**REQUIREMENT:** Working through the data below, reproduce word for word the line with "Target: distant mountain" and every line after it, both ends included, and omit the pictures.

(SOURCE DATA Opens)

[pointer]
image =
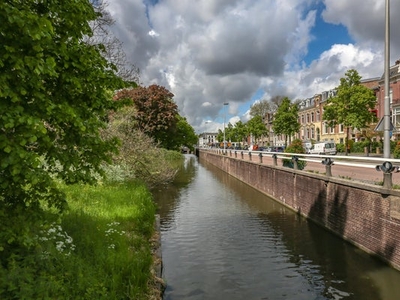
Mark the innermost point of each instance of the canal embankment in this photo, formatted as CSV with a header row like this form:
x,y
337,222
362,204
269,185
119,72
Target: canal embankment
x,y
363,214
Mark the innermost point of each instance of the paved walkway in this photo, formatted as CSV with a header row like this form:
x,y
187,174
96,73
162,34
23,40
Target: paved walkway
x,y
366,173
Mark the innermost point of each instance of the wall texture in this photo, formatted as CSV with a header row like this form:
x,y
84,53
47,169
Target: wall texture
x,y
366,215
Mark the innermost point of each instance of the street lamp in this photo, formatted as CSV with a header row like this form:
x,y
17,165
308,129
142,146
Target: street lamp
x,y
207,135
386,132
225,103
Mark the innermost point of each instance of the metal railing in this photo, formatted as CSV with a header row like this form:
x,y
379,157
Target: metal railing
x,y
387,166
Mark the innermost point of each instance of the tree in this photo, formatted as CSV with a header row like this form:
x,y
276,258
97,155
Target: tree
x,y
185,135
257,127
286,119
261,108
111,46
56,92
351,106
241,131
155,112
138,155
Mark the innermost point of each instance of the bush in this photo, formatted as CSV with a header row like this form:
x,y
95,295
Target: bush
x,y
295,147
396,151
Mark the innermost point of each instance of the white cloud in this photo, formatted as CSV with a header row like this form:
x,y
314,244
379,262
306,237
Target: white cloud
x,y
215,51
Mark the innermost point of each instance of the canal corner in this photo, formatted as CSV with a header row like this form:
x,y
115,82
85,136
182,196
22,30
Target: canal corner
x,y
157,284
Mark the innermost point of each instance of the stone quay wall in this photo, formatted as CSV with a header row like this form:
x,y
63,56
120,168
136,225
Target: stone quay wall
x,y
366,215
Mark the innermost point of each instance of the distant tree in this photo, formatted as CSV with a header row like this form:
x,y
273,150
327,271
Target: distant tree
x,y
276,101
156,112
256,127
351,106
185,135
261,108
241,131
286,119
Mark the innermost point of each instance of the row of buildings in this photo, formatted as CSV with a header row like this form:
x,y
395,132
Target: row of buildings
x,y
312,125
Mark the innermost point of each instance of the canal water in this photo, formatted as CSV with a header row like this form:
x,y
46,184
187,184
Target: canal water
x,y
221,239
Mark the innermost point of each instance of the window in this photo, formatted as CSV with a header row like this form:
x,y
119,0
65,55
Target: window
x,y
341,128
396,117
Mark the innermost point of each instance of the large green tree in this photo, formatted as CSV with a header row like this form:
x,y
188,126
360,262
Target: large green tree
x,y
261,108
256,127
55,94
286,119
352,104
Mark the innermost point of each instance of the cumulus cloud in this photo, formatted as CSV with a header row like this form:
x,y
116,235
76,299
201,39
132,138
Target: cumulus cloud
x,y
208,52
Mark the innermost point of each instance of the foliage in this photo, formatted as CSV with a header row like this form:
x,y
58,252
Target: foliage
x,y
100,250
295,147
286,119
156,112
256,127
396,151
241,131
112,48
261,108
54,97
352,104
184,135
139,156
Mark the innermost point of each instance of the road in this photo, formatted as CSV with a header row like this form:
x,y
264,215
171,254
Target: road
x,y
362,168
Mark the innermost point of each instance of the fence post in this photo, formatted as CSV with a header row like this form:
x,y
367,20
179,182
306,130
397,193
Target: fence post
x,y
328,166
275,159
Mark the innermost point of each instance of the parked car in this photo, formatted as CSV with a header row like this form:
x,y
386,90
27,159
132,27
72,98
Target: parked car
x,y
323,148
274,149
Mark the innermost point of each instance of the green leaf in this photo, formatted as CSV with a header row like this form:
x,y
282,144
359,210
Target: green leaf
x,y
7,149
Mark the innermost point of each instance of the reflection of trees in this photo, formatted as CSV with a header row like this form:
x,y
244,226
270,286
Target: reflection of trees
x,y
166,196
329,263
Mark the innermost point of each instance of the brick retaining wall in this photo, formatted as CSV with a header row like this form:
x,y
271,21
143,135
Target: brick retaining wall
x,y
366,215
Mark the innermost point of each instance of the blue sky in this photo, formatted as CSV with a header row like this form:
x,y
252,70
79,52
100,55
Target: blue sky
x,y
207,52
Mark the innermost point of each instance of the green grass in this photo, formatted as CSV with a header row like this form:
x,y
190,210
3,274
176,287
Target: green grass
x,y
99,250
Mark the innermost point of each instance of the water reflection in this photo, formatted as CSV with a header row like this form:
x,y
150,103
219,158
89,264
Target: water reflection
x,y
222,239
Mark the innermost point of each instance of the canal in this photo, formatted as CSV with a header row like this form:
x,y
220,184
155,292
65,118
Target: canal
x,y
221,239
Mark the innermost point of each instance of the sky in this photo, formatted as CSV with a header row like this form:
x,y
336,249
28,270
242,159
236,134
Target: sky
x,y
209,52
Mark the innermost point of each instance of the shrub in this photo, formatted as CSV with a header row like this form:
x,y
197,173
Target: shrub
x,y
295,147
396,151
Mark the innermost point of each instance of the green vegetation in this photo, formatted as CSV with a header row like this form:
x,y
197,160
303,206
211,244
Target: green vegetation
x,y
295,147
61,132
286,119
99,250
351,106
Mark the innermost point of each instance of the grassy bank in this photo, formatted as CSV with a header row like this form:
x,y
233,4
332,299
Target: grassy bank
x,y
98,250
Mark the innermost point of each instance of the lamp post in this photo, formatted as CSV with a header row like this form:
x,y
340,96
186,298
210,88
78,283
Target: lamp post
x,y
207,134
225,103
386,132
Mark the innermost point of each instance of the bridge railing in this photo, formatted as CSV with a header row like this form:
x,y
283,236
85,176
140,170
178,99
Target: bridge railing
x,y
386,166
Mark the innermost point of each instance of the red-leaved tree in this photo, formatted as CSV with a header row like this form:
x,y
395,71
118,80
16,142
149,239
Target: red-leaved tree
x,y
156,112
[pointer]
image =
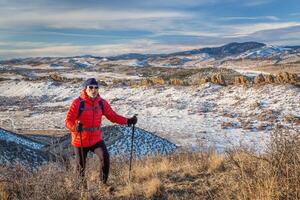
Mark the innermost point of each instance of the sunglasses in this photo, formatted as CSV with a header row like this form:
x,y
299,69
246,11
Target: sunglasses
x,y
93,87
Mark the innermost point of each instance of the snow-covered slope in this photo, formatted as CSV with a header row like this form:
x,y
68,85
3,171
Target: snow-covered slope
x,y
265,52
17,149
209,115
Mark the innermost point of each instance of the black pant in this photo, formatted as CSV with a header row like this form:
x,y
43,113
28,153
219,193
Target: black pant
x,y
104,167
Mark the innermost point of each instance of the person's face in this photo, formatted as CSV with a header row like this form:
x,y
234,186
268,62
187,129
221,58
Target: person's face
x,y
92,91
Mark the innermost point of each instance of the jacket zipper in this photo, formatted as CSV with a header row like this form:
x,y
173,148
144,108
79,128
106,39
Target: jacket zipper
x,y
93,117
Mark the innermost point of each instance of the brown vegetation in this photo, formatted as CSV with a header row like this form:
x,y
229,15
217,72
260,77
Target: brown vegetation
x,y
236,174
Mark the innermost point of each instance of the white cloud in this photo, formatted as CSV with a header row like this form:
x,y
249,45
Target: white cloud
x,y
141,46
257,2
244,30
83,18
274,18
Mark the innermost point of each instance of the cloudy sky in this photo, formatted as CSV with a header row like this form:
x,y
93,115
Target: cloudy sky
x,y
110,27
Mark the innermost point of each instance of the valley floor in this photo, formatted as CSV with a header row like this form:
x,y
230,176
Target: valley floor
x,y
205,116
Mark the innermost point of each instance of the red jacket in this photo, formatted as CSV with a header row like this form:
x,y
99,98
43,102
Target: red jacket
x,y
90,117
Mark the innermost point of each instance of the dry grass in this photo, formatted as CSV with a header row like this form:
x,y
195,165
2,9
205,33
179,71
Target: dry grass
x,y
235,174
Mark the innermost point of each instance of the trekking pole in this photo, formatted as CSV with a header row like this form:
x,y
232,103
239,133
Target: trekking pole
x,y
132,138
81,148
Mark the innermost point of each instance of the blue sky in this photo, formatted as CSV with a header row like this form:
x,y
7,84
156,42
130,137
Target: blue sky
x,y
110,27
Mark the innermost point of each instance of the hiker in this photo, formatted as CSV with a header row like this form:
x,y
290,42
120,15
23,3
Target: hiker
x,y
84,121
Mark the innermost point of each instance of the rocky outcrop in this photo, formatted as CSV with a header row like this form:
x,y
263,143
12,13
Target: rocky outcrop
x,y
242,80
269,78
259,79
218,79
285,77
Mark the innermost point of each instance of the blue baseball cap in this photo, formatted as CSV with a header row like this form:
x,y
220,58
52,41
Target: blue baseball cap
x,y
90,81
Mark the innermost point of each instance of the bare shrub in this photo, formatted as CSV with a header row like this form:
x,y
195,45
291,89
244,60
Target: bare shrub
x,y
236,174
269,78
175,81
218,79
259,79
241,80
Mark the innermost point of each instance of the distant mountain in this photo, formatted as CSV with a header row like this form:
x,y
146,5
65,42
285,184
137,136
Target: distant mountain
x,y
230,49
35,150
235,50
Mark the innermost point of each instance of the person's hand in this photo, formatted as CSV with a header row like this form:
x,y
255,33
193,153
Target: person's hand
x,y
132,120
79,127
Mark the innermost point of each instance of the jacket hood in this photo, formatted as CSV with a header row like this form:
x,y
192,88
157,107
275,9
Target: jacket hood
x,y
84,96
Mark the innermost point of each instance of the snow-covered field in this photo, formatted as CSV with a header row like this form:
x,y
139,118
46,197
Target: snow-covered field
x,y
206,116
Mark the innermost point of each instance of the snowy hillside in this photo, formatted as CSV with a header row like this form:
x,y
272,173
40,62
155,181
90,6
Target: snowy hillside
x,y
16,148
209,115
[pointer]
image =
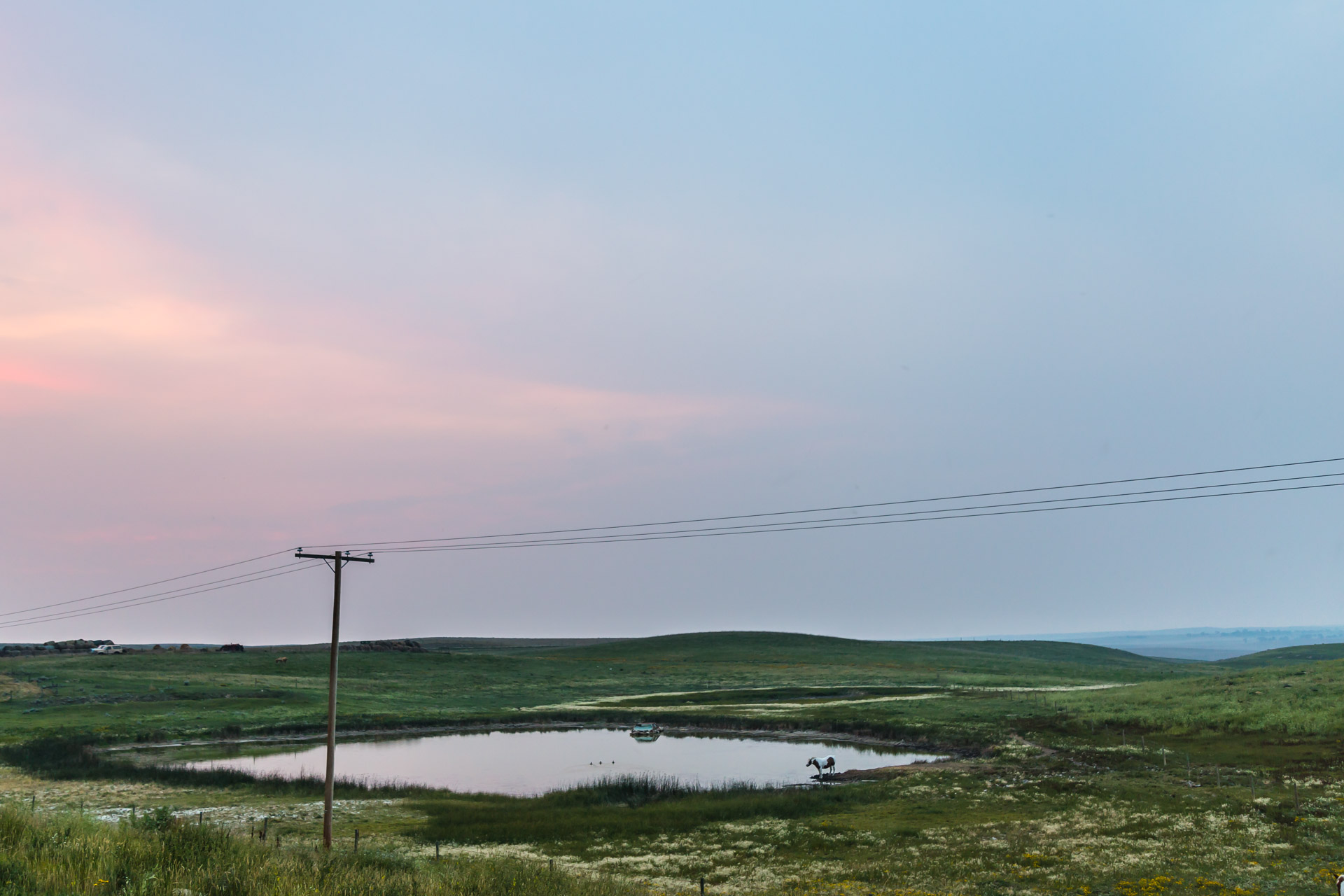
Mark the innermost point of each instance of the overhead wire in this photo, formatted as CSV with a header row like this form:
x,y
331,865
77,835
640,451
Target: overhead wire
x,y
388,546
150,584
765,523
147,599
840,523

(SOURCE DATA Closes)

**THE COMPLETED TASK:**
Target: distant mountain
x,y
230,49
35,150
235,50
Mark the innermost point of each instance of the person's hand in this photo, formatted as CSV with a header row like this form:
x,y
255,33
193,153
Target: person's hand
x,y
132,120
79,127
Mark the innermost point of each instance of the jacket hood in this photo, formatted as CSV with a header row like this form:
x,y
192,88
157,107
275,9
Target: jacket hood
x,y
84,96
Mark the innermost point of each instance of the snow-covered field in this photo, formatted as CSV with a header row like this form:
x,y
139,118
46,197
Target: snow-covered field
x,y
206,116
Mark the innermost point of each instance of the snowy hillside in this photo, formatted as CSV with a header row like this form:
x,y
272,173
40,62
155,181
90,6
Target: snowy hillside
x,y
16,148
209,115
[pointer]
image =
Mark the innermost point of each instance of the overhead wire in this photo, formatted as CSV with a header row like this form:
x,y
331,865
77,835
640,451
Target: overhead wire
x,y
388,546
150,584
765,523
147,599
840,523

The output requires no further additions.